-- Start of DATA TO USE --
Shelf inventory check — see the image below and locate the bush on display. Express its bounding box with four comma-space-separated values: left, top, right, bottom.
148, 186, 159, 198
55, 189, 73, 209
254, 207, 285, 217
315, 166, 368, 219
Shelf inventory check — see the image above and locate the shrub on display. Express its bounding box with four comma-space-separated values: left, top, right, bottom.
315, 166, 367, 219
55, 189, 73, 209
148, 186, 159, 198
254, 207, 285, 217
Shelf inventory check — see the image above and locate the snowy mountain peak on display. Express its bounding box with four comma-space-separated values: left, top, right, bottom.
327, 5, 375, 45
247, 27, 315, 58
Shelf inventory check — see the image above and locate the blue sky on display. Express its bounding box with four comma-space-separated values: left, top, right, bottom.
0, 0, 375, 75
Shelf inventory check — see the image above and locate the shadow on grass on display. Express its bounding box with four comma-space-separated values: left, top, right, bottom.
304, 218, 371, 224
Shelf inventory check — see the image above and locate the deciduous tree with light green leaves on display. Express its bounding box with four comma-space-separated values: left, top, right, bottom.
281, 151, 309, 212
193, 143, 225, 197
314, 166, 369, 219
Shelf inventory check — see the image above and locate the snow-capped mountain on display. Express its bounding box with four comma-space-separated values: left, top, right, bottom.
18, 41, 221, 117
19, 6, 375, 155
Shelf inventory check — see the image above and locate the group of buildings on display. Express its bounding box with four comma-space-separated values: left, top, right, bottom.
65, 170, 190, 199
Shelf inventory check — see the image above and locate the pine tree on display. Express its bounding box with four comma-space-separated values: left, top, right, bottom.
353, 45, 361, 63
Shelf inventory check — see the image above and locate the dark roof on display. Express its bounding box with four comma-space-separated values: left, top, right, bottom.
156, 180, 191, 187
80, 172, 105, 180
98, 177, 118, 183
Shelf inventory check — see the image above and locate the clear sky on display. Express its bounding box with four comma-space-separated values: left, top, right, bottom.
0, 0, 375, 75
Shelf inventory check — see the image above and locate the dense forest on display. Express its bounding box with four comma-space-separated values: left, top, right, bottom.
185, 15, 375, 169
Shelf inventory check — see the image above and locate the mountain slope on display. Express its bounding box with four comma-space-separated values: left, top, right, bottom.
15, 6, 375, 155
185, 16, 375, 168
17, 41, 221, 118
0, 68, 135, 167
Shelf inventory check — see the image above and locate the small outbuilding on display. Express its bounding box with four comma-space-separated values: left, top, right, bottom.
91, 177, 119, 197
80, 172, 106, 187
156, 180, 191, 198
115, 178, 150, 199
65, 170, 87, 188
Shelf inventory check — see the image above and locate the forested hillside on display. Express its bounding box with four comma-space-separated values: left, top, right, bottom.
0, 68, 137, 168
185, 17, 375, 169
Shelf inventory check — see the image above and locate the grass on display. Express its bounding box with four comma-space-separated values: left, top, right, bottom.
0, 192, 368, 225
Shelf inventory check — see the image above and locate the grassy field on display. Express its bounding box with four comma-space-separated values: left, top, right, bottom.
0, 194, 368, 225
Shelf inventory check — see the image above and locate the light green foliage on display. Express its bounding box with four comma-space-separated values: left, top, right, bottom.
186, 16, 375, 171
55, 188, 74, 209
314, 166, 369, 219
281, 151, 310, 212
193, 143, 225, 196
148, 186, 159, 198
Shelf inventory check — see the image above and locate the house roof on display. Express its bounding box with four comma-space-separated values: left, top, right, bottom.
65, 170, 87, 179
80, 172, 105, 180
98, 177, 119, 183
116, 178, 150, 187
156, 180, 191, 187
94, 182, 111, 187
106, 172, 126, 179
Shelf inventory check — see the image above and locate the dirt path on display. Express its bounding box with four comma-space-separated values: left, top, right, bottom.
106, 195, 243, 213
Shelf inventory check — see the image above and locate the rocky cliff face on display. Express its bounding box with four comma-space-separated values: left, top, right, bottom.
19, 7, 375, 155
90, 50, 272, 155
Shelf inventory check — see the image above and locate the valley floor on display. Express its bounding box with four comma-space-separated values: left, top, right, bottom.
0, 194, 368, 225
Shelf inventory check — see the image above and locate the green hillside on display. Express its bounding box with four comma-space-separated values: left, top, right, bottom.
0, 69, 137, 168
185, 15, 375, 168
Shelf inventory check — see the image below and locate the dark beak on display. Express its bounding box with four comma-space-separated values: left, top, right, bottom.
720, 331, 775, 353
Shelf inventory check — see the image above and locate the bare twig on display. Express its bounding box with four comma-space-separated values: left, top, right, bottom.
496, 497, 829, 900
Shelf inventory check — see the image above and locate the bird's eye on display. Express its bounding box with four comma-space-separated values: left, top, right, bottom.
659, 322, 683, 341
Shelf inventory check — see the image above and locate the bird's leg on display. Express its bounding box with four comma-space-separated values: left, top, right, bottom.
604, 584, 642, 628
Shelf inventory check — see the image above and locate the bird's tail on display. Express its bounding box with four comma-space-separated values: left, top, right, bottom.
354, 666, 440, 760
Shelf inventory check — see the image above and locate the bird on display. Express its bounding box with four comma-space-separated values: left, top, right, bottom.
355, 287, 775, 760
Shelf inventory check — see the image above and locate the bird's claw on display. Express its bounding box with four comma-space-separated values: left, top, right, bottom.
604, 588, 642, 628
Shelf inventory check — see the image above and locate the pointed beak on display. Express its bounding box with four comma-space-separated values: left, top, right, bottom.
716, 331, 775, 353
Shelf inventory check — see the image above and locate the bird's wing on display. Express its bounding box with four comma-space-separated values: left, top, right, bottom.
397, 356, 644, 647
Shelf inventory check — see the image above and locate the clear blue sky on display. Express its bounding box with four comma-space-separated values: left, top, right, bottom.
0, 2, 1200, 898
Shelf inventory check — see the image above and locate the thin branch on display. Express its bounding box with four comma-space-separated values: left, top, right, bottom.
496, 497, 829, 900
-- End of DATA TO USE --
# SHORT PROBLEM
Gather every line from the items above that contains the string "clear", and copy each one out. Case counts.

# SOLVED EXERCISE
Shelf inventory check — see the image above and locate the clear sky on display. Express its bounding box with four comma-space-separated values: left, top, right, bottom.
Shelf inventory check — see the image above and locate the clear blue sky on display. Express its bounding box with four comma-space-separated values: left, top, right, bottom.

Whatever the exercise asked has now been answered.